Begin Text provided
And that fear isn’t paranoia. It is rooted in an ugly and worsening reality. The horrific stabbings in Southport last year didn’t just shock the nation—they unleashed something darker. We witnessed terrifying mob violence targeting asylum seekers, Muslims, and anyone perceived as other.
One year on, little has improved. Britain remains a tinderbox. The conditions that led to those outbreaks of hate are not only still here, they are deteriorating by the day. Meanwhile, the silence from much of the political establishment has been deafening.
Worse still, those in power have not helped calm the situation – they’ve inflamed it. When the Prime Minister uses hostile rhetoric about immigrants, it legitimises the very forces that seek to dehumanise entire communities. Meanwhile, GB News and the Reform Party are given free rein to pump conspiracy theories into the mainstream, with barely any challenge.
All of this is happening while many of our public institutions remain fundamentally unequipped to respond. That’s why the absence of Islamophobia training in key London bodies, including the Met Police and the London Fire Brigade, is so dangerous. This isn’t just a symbolic omission, it’s a critical operational failure.
And it’s dangerous for two reasons.
First, it sabotages efforts to address institutional racism. Dame Louise Casey’s review of the Met was clear: change must be structural and cultural. Similarly, Nazir Afzal’s report into the London Fire Brigade revealed deeply embedded prejudices.
If Islamophobia isn’t properly understood or acknowledged as a distinct and systemic form of discrimination, how can those recommendations ever be meaningfully implemented?
Second, it leaves frontline workers without the tools they need to protect the communities they serve. If police officers can’t recognise anti-Muslim hate, don’t understand how it spreads, and aren’t trained to respond effectively, then they can’t do their jobs and public trust continues to erode.
To his credit, the Mayor has acknowledged the threat and has himself been on the receiving end of appalling Islamophobic abuse. City Hall analysis shows abuse targeting the Mayor has doubled since the violence last summer, in line with national trends—and indeed my own personal experience.
Sadiq Khan has said he wants London to stand strong as a bastion against hate and a beacon of hope. Such rhetoric is welcome, but we desperately need that principle translated into practice.
End Text provided
Objective 1: Reproduce word for word everything in the piece on Islamophobia training from "Second, it leaves" down to "translated into practice.".
Objective 2:
Answer these questions from the piece on Islamophobia training above:
(a) Which two London bodies are named as lacking Islamophobia training?
(b) Whose report into the London Fire Brigade revealed deeply embedded prejudices?
(c) According to City Hall analysis, how has abuse targeting the Mayor changed since the violence last summer?
Begin Information shown
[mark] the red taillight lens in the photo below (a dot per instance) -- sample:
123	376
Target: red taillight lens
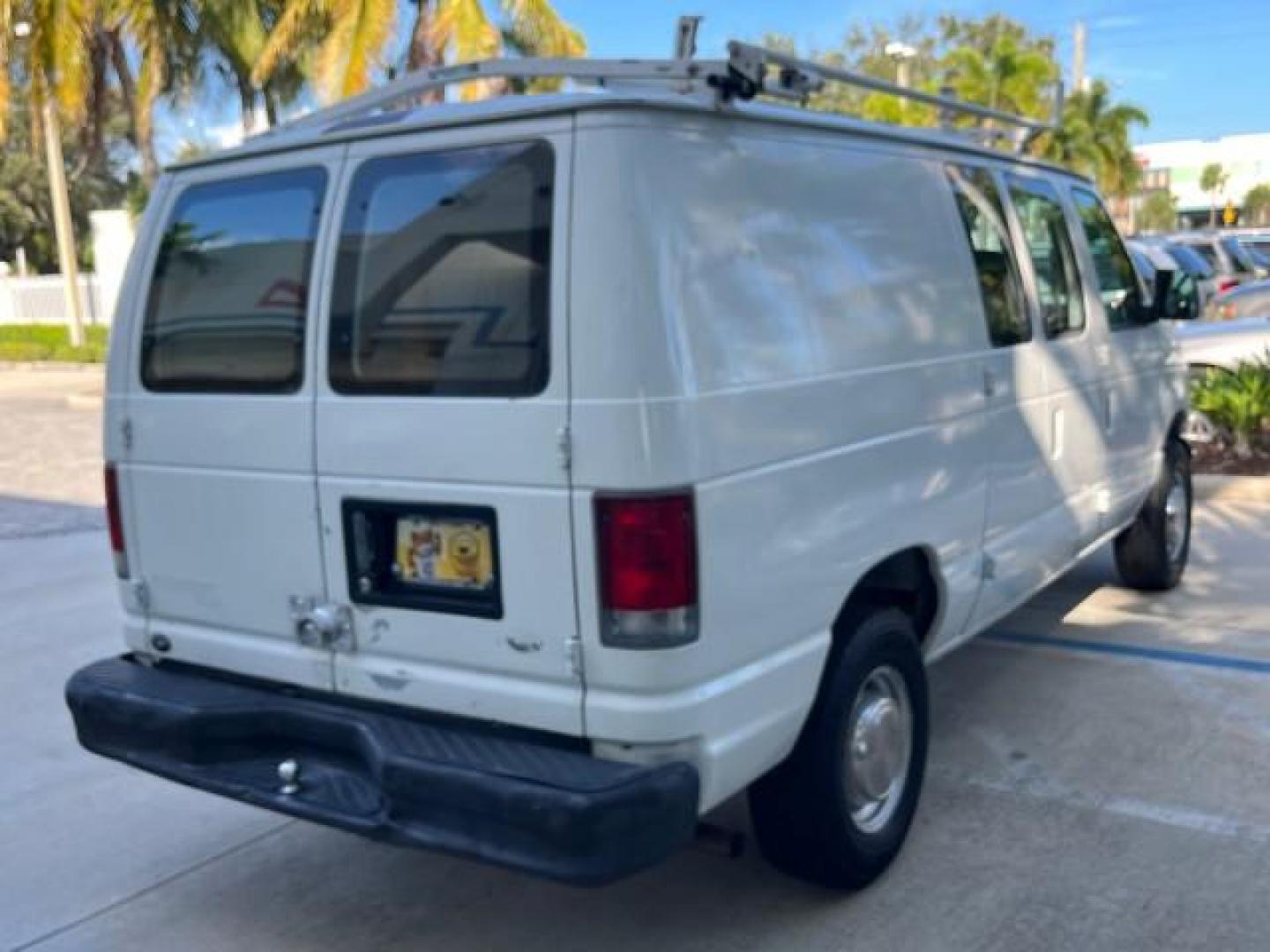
648	569
115	522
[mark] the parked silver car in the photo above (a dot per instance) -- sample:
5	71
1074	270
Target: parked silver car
1229	259
1223	344
1244	301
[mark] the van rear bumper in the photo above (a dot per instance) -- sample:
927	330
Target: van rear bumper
522	801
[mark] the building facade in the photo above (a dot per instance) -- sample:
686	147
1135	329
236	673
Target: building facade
1179	167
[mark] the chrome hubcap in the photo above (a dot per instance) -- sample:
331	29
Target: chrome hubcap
879	747
1175	519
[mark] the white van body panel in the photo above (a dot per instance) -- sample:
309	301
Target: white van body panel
465	450
784	319
222	489
811	385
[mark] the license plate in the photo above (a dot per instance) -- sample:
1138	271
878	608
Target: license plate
423	556
441	553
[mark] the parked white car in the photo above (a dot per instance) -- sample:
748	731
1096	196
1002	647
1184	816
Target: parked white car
525	479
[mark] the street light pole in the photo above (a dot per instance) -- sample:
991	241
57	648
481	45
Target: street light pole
63	225
64	228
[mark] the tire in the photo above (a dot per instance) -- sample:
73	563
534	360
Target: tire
1149	555
805	820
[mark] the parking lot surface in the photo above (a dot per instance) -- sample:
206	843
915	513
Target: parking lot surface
1097	782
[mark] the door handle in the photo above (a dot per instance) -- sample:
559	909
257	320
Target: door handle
990	383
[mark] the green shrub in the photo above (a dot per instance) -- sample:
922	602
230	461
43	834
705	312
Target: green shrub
51	342
1237	401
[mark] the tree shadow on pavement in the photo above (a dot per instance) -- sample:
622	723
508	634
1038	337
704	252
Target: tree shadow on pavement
22	517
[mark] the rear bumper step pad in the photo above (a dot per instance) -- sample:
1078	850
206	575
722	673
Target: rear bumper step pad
458	788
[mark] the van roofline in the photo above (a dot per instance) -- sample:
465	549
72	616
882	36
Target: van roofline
521	107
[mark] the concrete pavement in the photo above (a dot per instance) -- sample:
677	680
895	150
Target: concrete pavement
1097	781
1076	800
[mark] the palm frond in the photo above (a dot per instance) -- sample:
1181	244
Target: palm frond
283	43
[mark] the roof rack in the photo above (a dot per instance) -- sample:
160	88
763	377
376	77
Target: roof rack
798	79
748	71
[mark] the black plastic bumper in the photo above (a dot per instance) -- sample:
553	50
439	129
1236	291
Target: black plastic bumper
526	802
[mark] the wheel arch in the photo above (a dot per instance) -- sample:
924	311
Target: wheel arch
908	579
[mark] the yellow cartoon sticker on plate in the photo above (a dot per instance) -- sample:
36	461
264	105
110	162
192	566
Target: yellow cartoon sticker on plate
450	553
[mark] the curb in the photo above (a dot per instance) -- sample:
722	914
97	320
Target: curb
55	366
86	401
1232	489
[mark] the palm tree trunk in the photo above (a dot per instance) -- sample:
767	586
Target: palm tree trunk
271	106
93	131
247	98
422	55
144	141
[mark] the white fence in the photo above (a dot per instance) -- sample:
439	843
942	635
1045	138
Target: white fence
40	300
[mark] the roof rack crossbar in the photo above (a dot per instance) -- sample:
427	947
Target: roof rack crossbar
748	71
680	75
796	79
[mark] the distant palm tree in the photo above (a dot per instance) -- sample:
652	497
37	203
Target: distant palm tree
163	33
349	36
1094	138
234	36
344	37
45	45
1006	75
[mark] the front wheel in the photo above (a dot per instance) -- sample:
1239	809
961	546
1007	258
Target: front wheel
837	811
1151	555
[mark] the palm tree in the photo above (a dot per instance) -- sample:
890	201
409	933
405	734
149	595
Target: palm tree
1094	138
43	43
1006	75
1212	181
346	38
234	36
163	33
355	32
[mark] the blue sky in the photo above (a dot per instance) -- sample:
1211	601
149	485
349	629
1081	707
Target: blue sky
1197	68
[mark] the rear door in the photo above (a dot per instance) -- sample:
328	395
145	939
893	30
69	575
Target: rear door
1074	357
219	438
442	426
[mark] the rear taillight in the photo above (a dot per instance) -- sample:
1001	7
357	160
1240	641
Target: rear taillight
115	522
648	570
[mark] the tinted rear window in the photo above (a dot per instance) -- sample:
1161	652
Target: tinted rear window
228	300
442	279
1191	260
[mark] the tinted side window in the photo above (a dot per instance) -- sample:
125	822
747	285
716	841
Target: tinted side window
227	306
1000	286
1050	245
442	279
1117	282
1209	254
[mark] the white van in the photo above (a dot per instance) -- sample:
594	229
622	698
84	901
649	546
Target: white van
525	479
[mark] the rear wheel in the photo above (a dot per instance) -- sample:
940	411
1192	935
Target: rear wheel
1151	555
836	813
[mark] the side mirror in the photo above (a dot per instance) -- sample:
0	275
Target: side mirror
1163	305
End Information shown
Reply 1:
Second, it leaves frontline workers without the tools they need to protect the communities they serve. If police officers can’t recognise anti-Muslim hate, don’t understand how it spreads, and aren’t trained to respond effectively, then they can’t do their jobs and public trust continues to erode.
To his credit, the Mayor has acknowledged the threat and has himself been on the receiving end of appalling Islamophobic abuse. City Hall analysis shows abuse targeting the Mayor has doubled since the violence last summer, in line with national trends—and indeed my own personal experience.
Sadiq Khan has said he wants London to stand strong as a bastion against hate and a beacon of hope. Such rhetoric is welcome, but we desperately need that principle translated into practice.

Reply 2:
(a) The Met Police and the London Fire Brigade.
(b) Nazir Afzal's.
(c) It has doubled.